Reproduce the material below line for line, changing nothing.

○ ○ ○

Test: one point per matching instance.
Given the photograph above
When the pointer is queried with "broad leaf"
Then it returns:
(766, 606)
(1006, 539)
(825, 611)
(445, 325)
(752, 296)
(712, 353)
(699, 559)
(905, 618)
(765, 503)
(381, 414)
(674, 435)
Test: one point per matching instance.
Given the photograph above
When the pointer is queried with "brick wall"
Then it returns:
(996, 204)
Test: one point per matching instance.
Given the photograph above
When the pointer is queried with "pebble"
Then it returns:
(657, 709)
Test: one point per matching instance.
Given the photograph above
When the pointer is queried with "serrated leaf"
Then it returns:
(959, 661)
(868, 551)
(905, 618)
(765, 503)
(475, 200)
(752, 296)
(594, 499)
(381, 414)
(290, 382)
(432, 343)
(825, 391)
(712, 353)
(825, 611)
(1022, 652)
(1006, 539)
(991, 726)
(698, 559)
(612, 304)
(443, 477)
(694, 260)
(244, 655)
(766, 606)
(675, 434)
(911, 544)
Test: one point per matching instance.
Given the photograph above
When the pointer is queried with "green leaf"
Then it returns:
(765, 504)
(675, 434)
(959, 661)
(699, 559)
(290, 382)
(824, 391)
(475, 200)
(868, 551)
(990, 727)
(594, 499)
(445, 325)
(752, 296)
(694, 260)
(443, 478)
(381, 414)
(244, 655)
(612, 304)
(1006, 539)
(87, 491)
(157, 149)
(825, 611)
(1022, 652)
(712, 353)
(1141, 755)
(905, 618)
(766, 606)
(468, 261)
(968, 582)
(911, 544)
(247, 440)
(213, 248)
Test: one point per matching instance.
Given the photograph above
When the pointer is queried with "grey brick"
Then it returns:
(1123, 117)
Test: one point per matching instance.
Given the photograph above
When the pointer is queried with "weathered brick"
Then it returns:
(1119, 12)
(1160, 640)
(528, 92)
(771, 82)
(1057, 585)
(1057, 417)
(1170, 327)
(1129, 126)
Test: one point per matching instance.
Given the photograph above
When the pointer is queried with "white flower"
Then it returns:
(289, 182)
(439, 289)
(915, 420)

○ ○ ○

Result below:
Test: one point per matching instance.
Given the photograph above
When the pointer is queried with "broad leaf"
Then it returns:
(766, 606)
(1006, 539)
(825, 611)
(445, 325)
(752, 296)
(712, 353)
(699, 559)
(905, 618)
(765, 503)
(381, 414)
(674, 435)
Test: one point per matching instance.
Given the photograph above
When the pointer is queried with "brick wall"
Then it returns:
(996, 204)
Test: one point per matching instance.
Given the photograph above
When the pointer is queried with "pebble"
Then it returns:
(657, 709)
Test: one point per matching instance.
Given the photograph above
When the pointer is queried with "serrated leaf"
Then it returns:
(959, 661)
(868, 551)
(905, 618)
(765, 503)
(475, 200)
(752, 296)
(594, 499)
(381, 414)
(290, 382)
(432, 343)
(825, 391)
(712, 353)
(825, 611)
(1022, 652)
(1006, 539)
(991, 726)
(698, 559)
(612, 304)
(443, 477)
(694, 260)
(244, 655)
(766, 606)
(675, 434)
(911, 544)
Test: one point per matching instance.
Given the photograph above
When the pointer is queried with "green leaf"
Then it returns:
(765, 504)
(675, 434)
(959, 661)
(699, 559)
(290, 382)
(824, 391)
(475, 200)
(868, 551)
(990, 727)
(594, 499)
(445, 325)
(752, 296)
(694, 260)
(443, 478)
(381, 414)
(244, 655)
(612, 304)
(1006, 539)
(87, 491)
(157, 149)
(825, 611)
(1022, 652)
(712, 353)
(1141, 755)
(905, 618)
(766, 606)
(468, 261)
(968, 582)
(911, 544)
(247, 440)
(213, 248)
Test: one point per matching instance.
Given the photograph above
When the pointer is queried with "grey brick"
Then it returns:
(1123, 117)
Test: one point per matching instance.
Given the photograph above
When the pointer is queried with "weathered brick"
Then it returns:
(1119, 12)
(1160, 640)
(528, 92)
(771, 82)
(1057, 585)
(1057, 417)
(1170, 327)
(1129, 126)
Test: one point per matching instance.
Given the photograph above
When the pointer is queried with "white flower"
Then it returns:
(289, 182)
(439, 289)
(915, 420)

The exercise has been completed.